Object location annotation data
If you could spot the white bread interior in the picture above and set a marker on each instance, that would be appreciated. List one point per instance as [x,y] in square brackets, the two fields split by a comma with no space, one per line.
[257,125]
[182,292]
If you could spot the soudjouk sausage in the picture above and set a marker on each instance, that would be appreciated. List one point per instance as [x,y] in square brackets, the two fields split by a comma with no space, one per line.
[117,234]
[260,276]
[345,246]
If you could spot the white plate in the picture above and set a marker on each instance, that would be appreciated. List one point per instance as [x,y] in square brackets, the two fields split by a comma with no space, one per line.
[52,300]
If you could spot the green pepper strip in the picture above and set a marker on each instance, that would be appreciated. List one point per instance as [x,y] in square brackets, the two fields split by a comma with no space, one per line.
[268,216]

REQUIREMENT: Reproduce every line of the records above, requests included. Scale each x and y coordinate in the answer points by 0.9, rounding to the nearest whole number with halves going up.

FULL RESPONSE:
If you could spot the white bread interior in the picture above and set a marker on each instance, that would be appreciated. List one point per instance as [x,y] in square brackets, the two fields split by a comma with no space, one per line.
[231,113]
[164,263]
If you could spot the soudjouk sausage in the picture above and set a marker on each instance, that would be appreciated. List one point per instance as [x,y] in square brackets, the two fields split by a comma with no space, one per line.
[105,211]
[234,248]
[311,221]
If you could spot the white plate in the picture above and set a marker on each instance, that would be appreciated. List one point per instance as [x,y] in square brackets, the two fields split by a comma with no space, one per line.
[47,270]
If you could spot the green pepper strip in the picture above and set a marker on each instance, that would be appreciated. List one point per instance as [x,y] in square brackets, the two fields split by a comma with no space, one per line.
[241,194]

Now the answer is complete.